_RECORDS TO USE_.
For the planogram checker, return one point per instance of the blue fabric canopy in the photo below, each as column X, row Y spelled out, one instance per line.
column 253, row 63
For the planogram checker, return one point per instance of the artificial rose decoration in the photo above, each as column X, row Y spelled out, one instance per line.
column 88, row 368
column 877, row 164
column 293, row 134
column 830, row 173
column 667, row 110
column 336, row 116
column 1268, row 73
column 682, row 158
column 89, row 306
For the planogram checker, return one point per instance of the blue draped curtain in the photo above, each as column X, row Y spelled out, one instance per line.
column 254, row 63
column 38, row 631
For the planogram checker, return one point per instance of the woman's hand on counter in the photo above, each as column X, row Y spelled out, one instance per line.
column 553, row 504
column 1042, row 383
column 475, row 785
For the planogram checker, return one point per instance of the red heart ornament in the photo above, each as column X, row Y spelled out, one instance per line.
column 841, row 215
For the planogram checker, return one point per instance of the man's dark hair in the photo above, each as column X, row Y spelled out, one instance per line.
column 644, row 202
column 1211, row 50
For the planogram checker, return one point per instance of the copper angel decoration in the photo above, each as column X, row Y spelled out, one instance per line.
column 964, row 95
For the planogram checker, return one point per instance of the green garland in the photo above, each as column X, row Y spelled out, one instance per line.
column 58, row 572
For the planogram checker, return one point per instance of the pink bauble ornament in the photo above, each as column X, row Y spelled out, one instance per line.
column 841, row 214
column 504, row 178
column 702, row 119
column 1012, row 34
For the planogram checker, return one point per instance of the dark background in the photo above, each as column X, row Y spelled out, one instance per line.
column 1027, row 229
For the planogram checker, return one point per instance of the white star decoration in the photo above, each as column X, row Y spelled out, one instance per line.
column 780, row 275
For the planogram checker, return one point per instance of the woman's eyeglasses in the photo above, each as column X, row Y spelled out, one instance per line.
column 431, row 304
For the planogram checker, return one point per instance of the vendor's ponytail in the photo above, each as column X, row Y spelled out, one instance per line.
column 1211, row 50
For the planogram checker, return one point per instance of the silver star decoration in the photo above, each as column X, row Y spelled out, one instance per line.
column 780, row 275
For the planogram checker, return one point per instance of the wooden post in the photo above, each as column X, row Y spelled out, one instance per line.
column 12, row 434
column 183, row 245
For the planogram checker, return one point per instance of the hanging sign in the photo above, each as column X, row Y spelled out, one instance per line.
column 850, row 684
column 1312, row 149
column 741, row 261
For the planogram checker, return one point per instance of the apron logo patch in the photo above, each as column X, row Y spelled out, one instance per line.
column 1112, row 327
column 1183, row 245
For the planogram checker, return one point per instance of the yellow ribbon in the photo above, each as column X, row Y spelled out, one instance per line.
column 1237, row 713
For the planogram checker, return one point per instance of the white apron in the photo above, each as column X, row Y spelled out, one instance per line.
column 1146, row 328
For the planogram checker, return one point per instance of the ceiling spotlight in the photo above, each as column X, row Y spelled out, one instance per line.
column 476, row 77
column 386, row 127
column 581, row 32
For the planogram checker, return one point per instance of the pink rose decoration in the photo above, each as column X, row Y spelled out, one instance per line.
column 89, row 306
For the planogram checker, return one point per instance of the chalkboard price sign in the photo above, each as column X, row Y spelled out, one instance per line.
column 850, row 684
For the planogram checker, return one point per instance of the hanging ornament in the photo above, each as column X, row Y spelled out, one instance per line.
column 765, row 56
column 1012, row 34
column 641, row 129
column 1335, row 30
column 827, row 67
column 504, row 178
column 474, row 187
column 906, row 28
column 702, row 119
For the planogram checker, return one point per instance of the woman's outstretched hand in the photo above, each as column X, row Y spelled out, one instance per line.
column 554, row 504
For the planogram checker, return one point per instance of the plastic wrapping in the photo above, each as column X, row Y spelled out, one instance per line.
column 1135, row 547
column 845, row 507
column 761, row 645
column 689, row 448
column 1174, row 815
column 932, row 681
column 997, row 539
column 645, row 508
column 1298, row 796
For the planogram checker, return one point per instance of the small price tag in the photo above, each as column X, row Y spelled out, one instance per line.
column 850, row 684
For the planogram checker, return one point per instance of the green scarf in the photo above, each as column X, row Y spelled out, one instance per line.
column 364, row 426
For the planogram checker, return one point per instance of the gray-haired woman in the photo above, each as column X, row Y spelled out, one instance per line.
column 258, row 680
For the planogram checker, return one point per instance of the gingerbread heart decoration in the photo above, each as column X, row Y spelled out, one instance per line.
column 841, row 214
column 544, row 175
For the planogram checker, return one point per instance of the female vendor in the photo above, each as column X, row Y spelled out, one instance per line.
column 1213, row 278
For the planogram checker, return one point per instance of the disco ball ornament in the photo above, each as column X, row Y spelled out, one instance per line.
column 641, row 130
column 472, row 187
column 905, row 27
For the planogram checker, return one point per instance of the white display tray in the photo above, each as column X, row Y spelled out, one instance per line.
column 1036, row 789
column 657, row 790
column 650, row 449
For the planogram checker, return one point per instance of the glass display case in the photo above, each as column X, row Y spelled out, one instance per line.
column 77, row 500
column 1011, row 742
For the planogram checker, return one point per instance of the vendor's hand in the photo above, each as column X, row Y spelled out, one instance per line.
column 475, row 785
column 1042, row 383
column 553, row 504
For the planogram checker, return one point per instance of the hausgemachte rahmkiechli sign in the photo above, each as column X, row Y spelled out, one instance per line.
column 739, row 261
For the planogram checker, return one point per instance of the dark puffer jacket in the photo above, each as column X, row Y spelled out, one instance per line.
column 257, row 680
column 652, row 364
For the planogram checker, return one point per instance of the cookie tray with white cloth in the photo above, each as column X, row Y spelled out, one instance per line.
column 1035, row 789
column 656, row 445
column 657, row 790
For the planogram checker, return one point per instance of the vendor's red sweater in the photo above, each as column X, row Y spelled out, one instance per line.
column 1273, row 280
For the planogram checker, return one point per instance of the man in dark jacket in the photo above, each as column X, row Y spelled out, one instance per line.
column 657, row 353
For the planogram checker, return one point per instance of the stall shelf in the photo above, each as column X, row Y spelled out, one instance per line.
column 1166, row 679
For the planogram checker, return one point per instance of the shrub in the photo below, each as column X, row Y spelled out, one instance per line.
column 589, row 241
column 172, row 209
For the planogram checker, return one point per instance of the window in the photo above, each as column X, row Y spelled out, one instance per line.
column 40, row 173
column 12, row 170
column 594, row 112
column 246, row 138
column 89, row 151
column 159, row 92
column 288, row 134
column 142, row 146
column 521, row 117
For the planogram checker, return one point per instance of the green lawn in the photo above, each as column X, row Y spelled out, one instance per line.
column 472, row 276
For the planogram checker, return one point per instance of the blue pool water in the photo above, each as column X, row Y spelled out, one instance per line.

_WORK TO COMPLETE_. Reproduce, word for word, every line starting at the line that contains "man in dark" and ending with the final line of the entries.

_TASK SOLUTION_.
For the planogram checker, return one point per instance of the man in dark jacket in the photo above, each as column X, row Y spelled out, one instance per line.
column 657, row 353
For the planogram checker, return one point per instance of the stall shelf in the photo above, each as column X, row Y spelled out, one instance per line.
column 1166, row 679
For the planogram checker, return one point per instance of the shrub in the photo below, each as column X, row Y spelled out, one instance per line.
column 589, row 241
column 172, row 209
For the planogram checker, return one point per instance of the window in the photo above, each as column X, row Y spelled out, one instance per line.
column 40, row 173
column 12, row 170
column 594, row 112
column 246, row 138
column 89, row 151
column 159, row 92
column 288, row 134
column 142, row 146
column 521, row 117
For the planogram checker, return one point per instance of the green lawn in the photo above, each as column X, row Y spelled out, one instance per line.
column 472, row 276
For the planogram checker, return one point per instance of the blue pool water in the photo above, each as column X, row Y spelled out, one instance per line.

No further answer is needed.